> _TASKS TO PERFORM_
• 1. In the piece on hosting an exchange student, copy the stretch from "Host an Exchange" through "spring breaks, etc.", switching "families" to "households".
• 2. According to the piece on hosting an exchange student, what does travel prepare kids to enter?

> _EXTRACT TO READ_

----------

Host an Exchange StudentLots of American families have the good fortune of being able to travel abroad—hopping flights here and there to myriad exotic, international destinations during summer vacations, spring breaks, etc.

The benefits these globe-trotting moms and dads bestow upon their children are immeasurable. They're exposing their their family to a world much bigger than their own, which shapes who their children will become in the future. Travel prepares kids to enter a global work place, to break the cultural divides that baffle others, and ultimately to become more compassionate human beings.

But what does this mean for all those other parents (the majority), the ones whose lifestyles don’t include jet-setting around the globe, with kids in tow? Does this mean they cannot raise their children in an environment that offers the same opportunity for cultural enlightenment? Absolutely not.

You can bring cultural awareness into your home and help your children see their own culture in a new light by hosting a foreign exchange student.

Naturally, parents who may be interested in hosting an exchange student have a lot of questions, perhaps the first and most logical being, "Why do students want to come here to study?" The fact is, the individual motivations of these students are as varied as the cultures they represent. They want to improve their English. They want to establish a little independence from their parents. (They are teenagers, after all.) Maybe they don’t have siblings at home, and they’d like to know what it means to have one. They’d like to see the America they know from Hollywood, or experience the magic of New York City as it is portrayed on American television shows. Maybe they want to know what it’s like to sit in the stands and watch a game of American football, or try out for the cheerleading team. Maybe they want to share the art of French cuisine, or beauty and intricacy of Japanese origami. Maybe they just want to travel, see new places, or simply have a chance to explore all this country of ours has to offer.

----------

> _RECORDED DATA_
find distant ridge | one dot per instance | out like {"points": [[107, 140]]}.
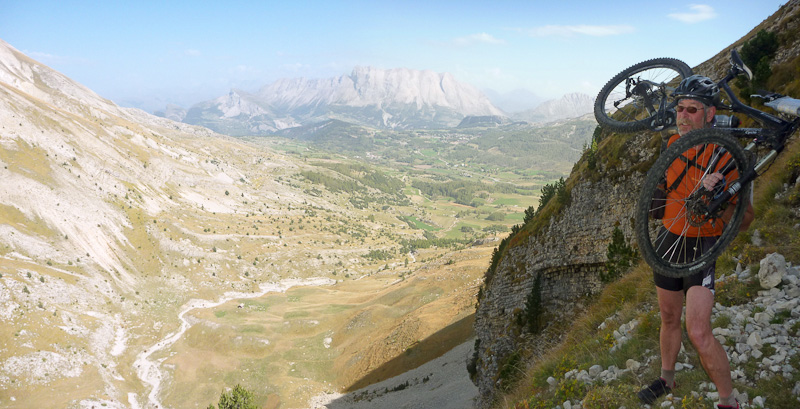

----------

> _EXERCISE SOLUTIONS_
• 1.
Host an Exchange StudentLots of American households have the good fortune of being able to travel abroad—hopping flights here and there to myriad exotic, international destinations during summer vacations, spring breaks, etc.

• 2. A global work place.